_SHORT EXERCISE_
Rewrite the records from the line containing "Annotate each instance of the papers" through the end of the records, changing "single point" to "single dot" and leaving everything else as it is. Leave the pictures out of your answer.

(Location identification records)
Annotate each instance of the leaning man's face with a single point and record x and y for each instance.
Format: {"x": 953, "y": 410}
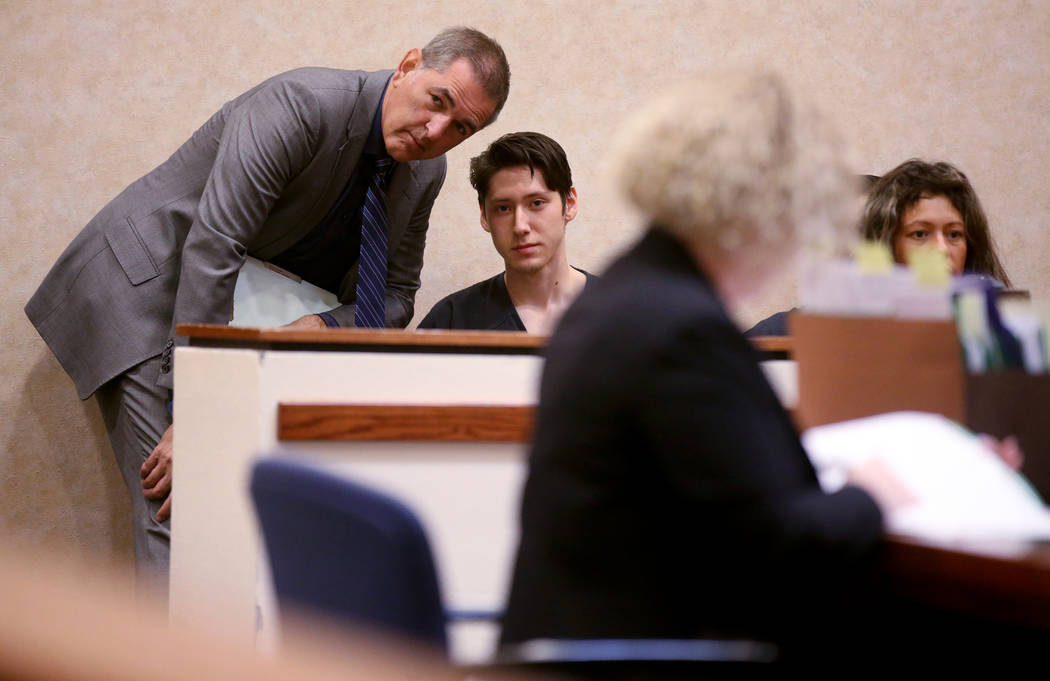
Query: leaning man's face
{"x": 427, "y": 112}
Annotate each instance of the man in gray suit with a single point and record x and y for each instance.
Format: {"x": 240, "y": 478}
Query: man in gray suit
{"x": 282, "y": 173}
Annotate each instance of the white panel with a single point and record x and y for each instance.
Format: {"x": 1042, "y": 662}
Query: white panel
{"x": 214, "y": 547}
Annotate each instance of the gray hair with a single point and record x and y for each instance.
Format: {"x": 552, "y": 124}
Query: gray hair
{"x": 732, "y": 162}
{"x": 484, "y": 55}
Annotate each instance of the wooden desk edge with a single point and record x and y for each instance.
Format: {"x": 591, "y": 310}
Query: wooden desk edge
{"x": 221, "y": 334}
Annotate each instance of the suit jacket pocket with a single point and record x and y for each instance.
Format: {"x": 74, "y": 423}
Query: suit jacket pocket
{"x": 130, "y": 252}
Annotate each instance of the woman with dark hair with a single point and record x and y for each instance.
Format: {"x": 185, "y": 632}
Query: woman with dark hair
{"x": 919, "y": 205}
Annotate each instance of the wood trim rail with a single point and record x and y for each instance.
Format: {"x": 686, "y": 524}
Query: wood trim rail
{"x": 222, "y": 336}
{"x": 432, "y": 423}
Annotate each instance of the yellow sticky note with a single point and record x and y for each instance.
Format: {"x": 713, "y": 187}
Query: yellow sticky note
{"x": 930, "y": 267}
{"x": 874, "y": 257}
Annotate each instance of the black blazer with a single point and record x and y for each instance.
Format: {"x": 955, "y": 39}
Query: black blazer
{"x": 668, "y": 494}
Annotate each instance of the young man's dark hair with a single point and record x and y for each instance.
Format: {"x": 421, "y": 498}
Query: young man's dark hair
{"x": 532, "y": 149}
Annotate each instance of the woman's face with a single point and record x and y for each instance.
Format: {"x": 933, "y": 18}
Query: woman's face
{"x": 932, "y": 221}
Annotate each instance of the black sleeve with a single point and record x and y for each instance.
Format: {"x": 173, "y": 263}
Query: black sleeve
{"x": 725, "y": 441}
{"x": 439, "y": 317}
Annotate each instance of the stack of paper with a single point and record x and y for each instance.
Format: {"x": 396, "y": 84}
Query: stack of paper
{"x": 963, "y": 491}
{"x": 266, "y": 296}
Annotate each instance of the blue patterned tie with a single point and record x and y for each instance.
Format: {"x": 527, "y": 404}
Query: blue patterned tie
{"x": 370, "y": 311}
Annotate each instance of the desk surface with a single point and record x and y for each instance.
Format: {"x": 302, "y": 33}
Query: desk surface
{"x": 1011, "y": 589}
{"x": 350, "y": 339}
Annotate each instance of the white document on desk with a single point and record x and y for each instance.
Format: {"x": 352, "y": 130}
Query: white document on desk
{"x": 964, "y": 492}
{"x": 266, "y": 297}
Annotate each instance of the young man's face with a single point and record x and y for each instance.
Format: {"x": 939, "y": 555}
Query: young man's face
{"x": 426, "y": 112}
{"x": 526, "y": 218}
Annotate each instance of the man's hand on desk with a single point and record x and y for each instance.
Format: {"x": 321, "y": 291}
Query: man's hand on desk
{"x": 156, "y": 474}
{"x": 1008, "y": 449}
{"x": 876, "y": 479}
{"x": 309, "y": 321}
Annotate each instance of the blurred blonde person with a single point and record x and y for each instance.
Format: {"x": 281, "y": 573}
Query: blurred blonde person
{"x": 668, "y": 493}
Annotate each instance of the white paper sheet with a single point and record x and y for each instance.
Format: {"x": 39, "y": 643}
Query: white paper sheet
{"x": 265, "y": 298}
{"x": 964, "y": 492}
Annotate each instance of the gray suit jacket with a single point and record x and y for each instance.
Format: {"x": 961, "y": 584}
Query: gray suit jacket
{"x": 252, "y": 181}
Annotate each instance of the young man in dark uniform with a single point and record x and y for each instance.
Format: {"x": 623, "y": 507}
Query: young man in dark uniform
{"x": 526, "y": 197}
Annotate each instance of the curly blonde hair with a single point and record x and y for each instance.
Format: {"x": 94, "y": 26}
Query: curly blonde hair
{"x": 732, "y": 161}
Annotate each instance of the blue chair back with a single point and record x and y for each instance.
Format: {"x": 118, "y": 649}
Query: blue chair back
{"x": 348, "y": 551}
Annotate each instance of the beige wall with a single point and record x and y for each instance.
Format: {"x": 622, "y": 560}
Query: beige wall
{"x": 92, "y": 94}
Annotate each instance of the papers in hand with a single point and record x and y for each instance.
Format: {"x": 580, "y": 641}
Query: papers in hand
{"x": 964, "y": 492}
{"x": 265, "y": 296}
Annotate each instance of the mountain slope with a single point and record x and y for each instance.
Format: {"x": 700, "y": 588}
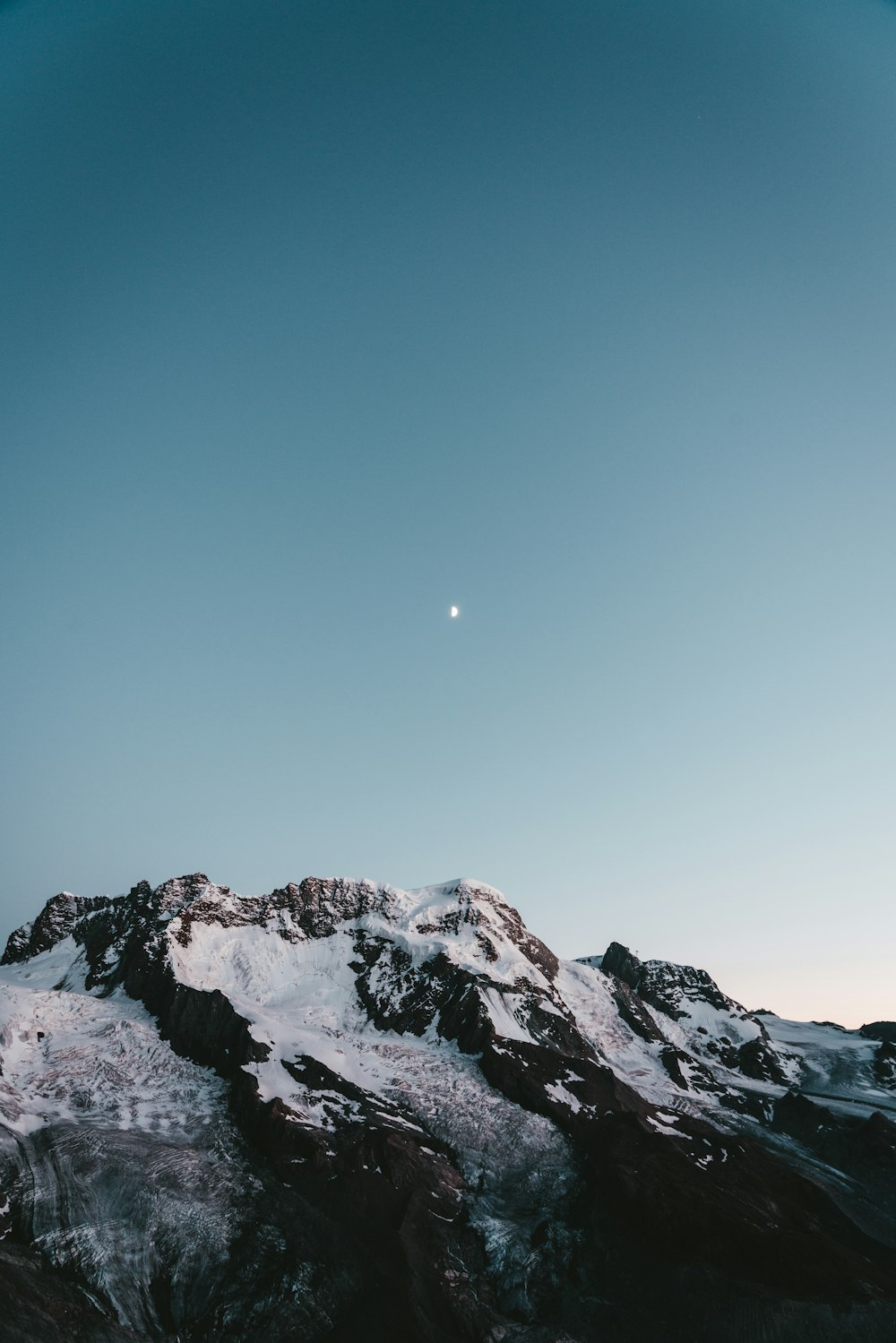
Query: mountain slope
{"x": 349, "y": 1111}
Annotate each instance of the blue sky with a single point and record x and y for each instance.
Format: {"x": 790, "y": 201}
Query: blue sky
{"x": 322, "y": 317}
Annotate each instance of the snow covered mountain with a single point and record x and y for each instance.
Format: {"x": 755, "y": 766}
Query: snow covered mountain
{"x": 346, "y": 1111}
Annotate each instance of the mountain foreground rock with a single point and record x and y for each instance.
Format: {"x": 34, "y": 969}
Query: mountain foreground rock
{"x": 351, "y": 1112}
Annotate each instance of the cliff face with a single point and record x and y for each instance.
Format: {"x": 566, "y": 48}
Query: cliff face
{"x": 349, "y": 1111}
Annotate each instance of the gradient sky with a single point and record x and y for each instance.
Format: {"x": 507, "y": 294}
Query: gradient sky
{"x": 319, "y": 317}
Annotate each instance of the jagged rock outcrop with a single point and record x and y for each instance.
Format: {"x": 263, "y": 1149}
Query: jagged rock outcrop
{"x": 349, "y": 1111}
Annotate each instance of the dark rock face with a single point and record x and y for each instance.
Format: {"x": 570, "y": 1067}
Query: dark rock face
{"x": 885, "y": 1063}
{"x": 879, "y": 1030}
{"x": 512, "y": 1179}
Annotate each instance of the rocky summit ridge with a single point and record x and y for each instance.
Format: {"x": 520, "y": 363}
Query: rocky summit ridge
{"x": 349, "y": 1111}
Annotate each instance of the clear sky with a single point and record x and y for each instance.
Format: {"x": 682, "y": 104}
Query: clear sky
{"x": 319, "y": 317}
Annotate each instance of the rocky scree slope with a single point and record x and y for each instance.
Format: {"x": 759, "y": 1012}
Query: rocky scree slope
{"x": 346, "y": 1111}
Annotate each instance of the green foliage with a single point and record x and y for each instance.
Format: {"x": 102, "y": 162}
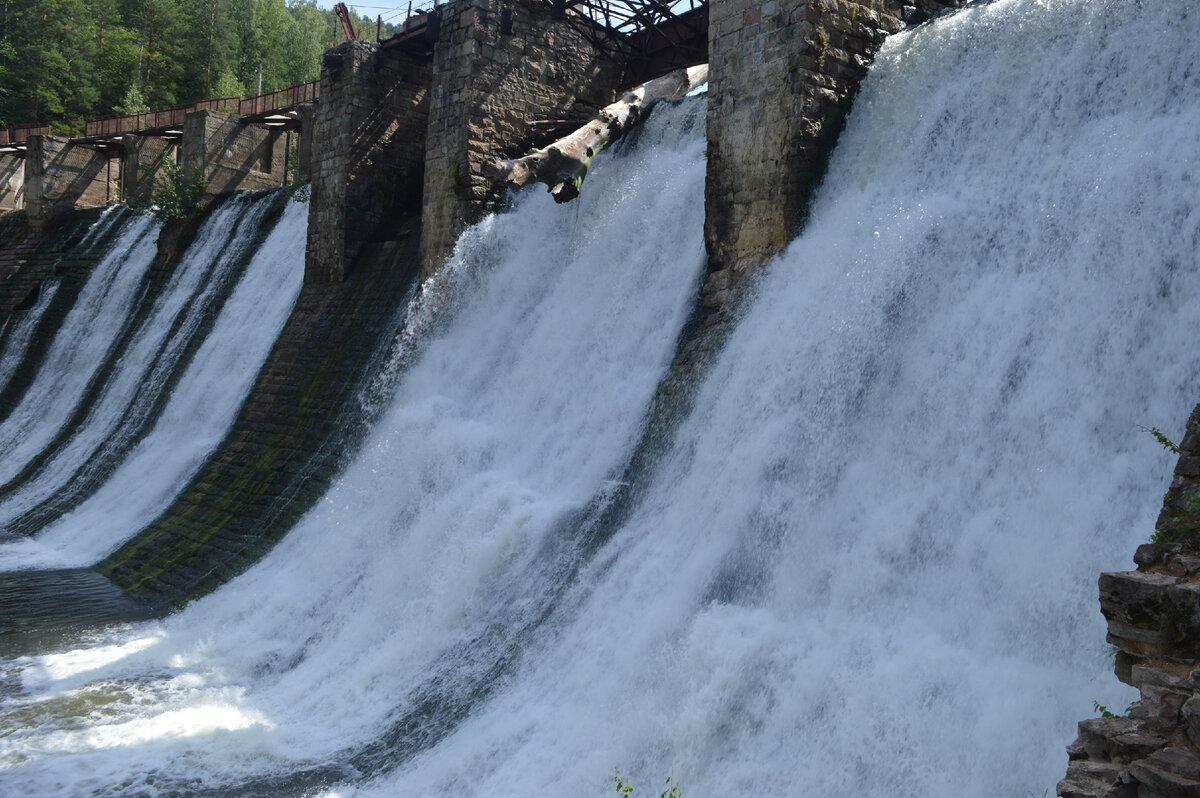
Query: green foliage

_TASK ANSWER_
Annotate each instance of the papers in hand with a single dot and record x and y for each instance.
Format: {"x": 580, "y": 641}
Query: papers in hand
{"x": 964, "y": 492}
{"x": 265, "y": 296}
Annotate each instance of the mountain slope with a single dot and record x and y for each instance.
Format: {"x": 700, "y": 588}
Query: mountain slope
{"x": 349, "y": 1111}
Annotate each instance of the blue sky with a single dot and record x and y for each instance.
Format: {"x": 790, "y": 201}
Query: blue sky
{"x": 322, "y": 317}
Annotate each instance of the snow covered mountain with a single dot and record x and y for each instance.
Format: {"x": 755, "y": 766}
Query: snow covered mountain
{"x": 346, "y": 1111}
Annotate each instance of the mountain foreground rock with a single dot and record x and y for each instance.
Format: {"x": 34, "y": 969}
Query: mountain foreground rock
{"x": 351, "y": 1112}
Annotate each instance of the cliff face with a single dot and record x and y for each instance.
Format: {"x": 566, "y": 48}
Query: cliff face
{"x": 349, "y": 1111}
Annotate each instance of the gradient sky with a single dot and record x and y for each instance.
Format: {"x": 507, "y": 294}
Query: gradient sky
{"x": 319, "y": 317}
Annotate each instance of the jagged rock outcrop with a single dot and record x and y for each instance.
Format: {"x": 263, "y": 1149}
Query: jagged rock outcrop
{"x": 349, "y": 1111}
Annotate each instance of the dark rock face with a single dot and record x and y for each instance.
Format: {"x": 570, "y": 1067}
Query: dark rock face
{"x": 885, "y": 1063}
{"x": 879, "y": 1030}
{"x": 512, "y": 1179}
Annotate each instance of the rocky summit ridge with a single dot and record x and y for each instance.
Format: {"x": 520, "y": 363}
Query: rocky summit ridge
{"x": 349, "y": 1111}
Annotate each instance of the clear sky with a single dot and record x and y for each instance.
Format: {"x": 682, "y": 104}
Query: clear sky
{"x": 319, "y": 317}
Annotate each instance of the rocky scree slope with a single dot and record x and y for each instance.
Format: {"x": 759, "y": 1012}
Query: rocky scree slope
{"x": 346, "y": 1111}
Annotate each instance of the green foliage with a single dot and record x and y for each instance.
Format: {"x": 102, "y": 162}
Query: green foliage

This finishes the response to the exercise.